:: Material provided ::
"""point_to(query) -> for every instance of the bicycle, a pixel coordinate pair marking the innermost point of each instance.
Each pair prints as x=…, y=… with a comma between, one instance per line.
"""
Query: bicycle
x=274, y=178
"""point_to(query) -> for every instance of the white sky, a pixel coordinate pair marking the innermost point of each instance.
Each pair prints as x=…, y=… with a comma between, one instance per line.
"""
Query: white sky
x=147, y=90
:::
:: Material provided ::
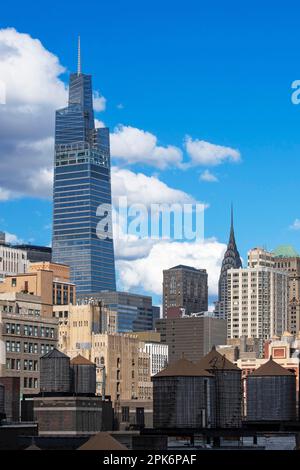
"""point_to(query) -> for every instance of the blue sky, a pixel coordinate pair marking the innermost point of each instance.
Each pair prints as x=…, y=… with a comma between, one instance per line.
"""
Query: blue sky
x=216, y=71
:::
Work item - Out of the listing above, reproduce exactly the lines from the one with "the bicycle, a" up to and including the one with "of the white".

Response box -
"""point_to(query) -> for every instance of the bicycle, a pixel coordinate pair marking the innermost point of each instance.
Each pair prints as x=…, y=… with a comma between, one instance per line.
"""
Query: bicycle
x=274, y=178
"""point_to(query) -> for every instance of the white sky, a pixel coordinate pair marking the innermost point of each instance.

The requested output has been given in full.